Jouw opdracht: Zet het stuk over kunstenaars en makers voort na de laatste zin die er staat.

Documentfragment:
--------------------------------------------------

NRC opende afgelopen week met een vier pagina’s lang onderzoeksartikel over misstanden bij het Internationaal Toneel Amsterdam. Kern van het stuk was dat artistiek leider Ivo van Hove samen met zijn partner jarenlang een schrikbewind gevoerd zou hebben en dat de complete overgave die van medewerkers verwacht werd voor een onveilige werkomgeving had gezorgd. Een paar dagen eerder las ik een ingezonden brief waarin een kunstenaar, Pauline Bakker, haar ergernis uitsprak over het begrip makers dat het woord kunstenaars geleidelijk aan het vervangen is. “Het woord ‘kunstenaar’ draagt een gewicht en waardigheid die voortkomt uit eeuwenlange traditie en respect.” Maker vindt ze een vage containerterm die alles en niets betekent. De geniale kunstenaar als ziener is, zoals we weten een 19e eeuwse romantische uitvinding. De eenling (meestal een man) die eigenhandig de wereld een zetje geeft. Daar geloven we steeds minder in. De visionaire kunstenaar en ook curatoren in musea worden steeds vaker vervangen door een collectief van mensen, noem het makers.

--------------------------------------------------

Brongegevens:
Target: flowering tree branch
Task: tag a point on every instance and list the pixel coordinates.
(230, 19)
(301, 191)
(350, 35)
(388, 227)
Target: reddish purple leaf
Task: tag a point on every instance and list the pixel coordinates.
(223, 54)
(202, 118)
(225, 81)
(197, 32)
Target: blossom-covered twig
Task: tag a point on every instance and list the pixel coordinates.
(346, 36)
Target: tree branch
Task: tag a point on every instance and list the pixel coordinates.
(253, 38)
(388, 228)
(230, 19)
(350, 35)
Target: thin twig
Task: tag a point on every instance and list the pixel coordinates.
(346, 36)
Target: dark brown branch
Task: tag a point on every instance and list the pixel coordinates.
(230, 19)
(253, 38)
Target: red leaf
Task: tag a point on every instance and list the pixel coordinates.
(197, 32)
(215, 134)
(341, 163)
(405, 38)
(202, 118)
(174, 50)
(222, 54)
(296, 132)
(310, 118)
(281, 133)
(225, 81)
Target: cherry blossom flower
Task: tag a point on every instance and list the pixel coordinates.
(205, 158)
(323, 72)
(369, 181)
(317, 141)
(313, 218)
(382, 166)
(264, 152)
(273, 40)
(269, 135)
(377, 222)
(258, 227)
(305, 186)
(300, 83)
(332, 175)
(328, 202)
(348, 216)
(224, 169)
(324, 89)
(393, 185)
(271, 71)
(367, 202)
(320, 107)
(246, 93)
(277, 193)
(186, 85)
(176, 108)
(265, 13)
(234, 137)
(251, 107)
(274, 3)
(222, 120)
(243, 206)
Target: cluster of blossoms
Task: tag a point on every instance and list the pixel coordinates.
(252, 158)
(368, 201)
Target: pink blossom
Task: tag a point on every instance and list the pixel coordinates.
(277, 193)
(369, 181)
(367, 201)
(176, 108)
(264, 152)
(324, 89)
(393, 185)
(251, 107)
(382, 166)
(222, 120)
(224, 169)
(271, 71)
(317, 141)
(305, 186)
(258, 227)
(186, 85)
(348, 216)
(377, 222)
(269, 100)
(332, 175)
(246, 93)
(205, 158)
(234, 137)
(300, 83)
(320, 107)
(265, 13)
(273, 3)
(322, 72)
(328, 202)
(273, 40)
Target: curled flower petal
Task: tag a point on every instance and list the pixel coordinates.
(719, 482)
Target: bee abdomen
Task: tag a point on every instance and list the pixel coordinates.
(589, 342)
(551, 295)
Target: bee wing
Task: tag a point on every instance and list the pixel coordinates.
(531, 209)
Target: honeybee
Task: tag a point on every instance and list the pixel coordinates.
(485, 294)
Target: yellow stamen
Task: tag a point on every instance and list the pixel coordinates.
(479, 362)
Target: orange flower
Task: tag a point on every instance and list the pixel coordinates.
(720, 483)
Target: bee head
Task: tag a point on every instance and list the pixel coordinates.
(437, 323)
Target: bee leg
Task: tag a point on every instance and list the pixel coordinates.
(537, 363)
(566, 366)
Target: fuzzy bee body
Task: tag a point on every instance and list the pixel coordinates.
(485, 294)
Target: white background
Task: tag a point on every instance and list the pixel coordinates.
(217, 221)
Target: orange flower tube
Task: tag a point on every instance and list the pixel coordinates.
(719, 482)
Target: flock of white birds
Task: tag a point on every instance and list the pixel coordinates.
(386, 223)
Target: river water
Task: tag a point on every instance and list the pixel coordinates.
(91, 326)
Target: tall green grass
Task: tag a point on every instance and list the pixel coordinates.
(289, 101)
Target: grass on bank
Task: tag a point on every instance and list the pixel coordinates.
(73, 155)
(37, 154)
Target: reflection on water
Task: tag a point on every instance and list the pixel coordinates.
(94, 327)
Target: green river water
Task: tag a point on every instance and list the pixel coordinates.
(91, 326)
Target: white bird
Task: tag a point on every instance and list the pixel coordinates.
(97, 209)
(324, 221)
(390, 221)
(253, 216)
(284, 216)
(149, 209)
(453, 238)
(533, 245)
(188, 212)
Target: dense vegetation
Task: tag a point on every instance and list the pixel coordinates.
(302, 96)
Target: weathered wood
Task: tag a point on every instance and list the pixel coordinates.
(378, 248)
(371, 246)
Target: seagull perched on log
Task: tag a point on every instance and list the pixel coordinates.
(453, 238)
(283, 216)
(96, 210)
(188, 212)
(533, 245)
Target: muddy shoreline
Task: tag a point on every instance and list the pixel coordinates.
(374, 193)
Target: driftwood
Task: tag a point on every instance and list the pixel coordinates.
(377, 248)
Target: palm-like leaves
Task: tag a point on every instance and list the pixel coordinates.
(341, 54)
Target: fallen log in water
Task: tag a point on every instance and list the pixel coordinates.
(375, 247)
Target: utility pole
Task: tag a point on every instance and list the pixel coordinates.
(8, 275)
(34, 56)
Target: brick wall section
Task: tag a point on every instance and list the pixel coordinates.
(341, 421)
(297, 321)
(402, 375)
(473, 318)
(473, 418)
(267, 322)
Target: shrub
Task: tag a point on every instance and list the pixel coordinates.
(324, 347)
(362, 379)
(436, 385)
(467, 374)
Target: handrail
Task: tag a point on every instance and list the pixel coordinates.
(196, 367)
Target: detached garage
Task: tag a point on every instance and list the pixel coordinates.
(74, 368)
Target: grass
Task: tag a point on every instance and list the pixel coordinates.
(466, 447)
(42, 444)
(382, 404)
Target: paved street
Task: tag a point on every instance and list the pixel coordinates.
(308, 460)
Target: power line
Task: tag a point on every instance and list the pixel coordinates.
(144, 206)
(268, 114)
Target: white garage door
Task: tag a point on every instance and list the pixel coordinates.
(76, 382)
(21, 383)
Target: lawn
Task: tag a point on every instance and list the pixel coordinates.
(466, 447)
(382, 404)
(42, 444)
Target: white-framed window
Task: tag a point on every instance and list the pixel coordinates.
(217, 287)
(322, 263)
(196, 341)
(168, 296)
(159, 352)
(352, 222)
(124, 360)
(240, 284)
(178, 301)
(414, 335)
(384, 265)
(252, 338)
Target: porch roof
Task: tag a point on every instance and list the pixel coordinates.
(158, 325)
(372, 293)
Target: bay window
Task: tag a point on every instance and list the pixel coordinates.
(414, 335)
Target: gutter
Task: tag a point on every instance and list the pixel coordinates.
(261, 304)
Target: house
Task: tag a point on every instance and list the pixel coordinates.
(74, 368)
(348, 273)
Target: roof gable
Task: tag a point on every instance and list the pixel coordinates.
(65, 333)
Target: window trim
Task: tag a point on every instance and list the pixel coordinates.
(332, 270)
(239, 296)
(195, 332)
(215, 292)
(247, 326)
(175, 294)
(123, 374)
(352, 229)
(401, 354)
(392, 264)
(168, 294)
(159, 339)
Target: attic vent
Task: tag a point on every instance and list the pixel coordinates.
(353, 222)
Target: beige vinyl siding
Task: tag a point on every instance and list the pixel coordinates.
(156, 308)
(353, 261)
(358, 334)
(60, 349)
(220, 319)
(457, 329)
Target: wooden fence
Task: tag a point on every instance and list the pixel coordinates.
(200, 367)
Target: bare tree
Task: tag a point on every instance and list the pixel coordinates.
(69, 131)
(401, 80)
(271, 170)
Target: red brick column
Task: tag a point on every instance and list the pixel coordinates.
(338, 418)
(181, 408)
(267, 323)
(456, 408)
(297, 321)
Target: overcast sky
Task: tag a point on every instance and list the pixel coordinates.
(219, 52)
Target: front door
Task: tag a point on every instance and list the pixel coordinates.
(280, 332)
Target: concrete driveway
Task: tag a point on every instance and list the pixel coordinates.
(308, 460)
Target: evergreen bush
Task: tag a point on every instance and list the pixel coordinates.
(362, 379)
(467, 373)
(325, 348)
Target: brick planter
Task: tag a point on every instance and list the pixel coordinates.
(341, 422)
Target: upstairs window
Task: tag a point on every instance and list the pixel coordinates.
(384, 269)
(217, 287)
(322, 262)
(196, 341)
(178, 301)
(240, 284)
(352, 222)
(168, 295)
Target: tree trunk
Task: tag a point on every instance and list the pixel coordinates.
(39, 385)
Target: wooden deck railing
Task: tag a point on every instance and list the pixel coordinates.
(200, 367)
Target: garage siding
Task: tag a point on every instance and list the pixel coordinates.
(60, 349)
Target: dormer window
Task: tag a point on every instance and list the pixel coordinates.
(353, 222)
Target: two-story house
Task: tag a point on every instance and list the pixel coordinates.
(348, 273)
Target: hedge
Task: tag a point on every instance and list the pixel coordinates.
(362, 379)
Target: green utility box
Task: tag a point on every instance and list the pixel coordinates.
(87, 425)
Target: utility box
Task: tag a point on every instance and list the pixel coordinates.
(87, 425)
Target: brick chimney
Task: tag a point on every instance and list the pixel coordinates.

--------------------------------------------------

Antwoord op opdracht:
Als de prioriteiten wijzigen veranderen ook de woorden en begrippen. Zo horen we ook steeds minder over de tweedeling hogere en lagere kunst of over het discours waarbij de ene kunstenaar reageert op de andere en daarmee de kunst op eigen kracht voortstuwt. De canon met de grote namen van de kunst wordt voortdurend aangevuld en genuanceerd, wat een mooi streven is maar ook tot gevolg heeft dat die lijst met namen zijn onderscheidende betekenis verliest. Zelfs het begrip autonoom, jarenlang een hoeksteen van het kunstbegrip, wordt door de directeur van het Stedelijk Museum niet meer zo belangrijk gevonden. Luister naar Rein Wolfs in aflevering 24 van De Museoloog. De beeldende en de toegepaste kunst groeien naar elkaar toe. Of iets autonoomis of visionair doet minder ter zake dan dat het werk het doel bereikt.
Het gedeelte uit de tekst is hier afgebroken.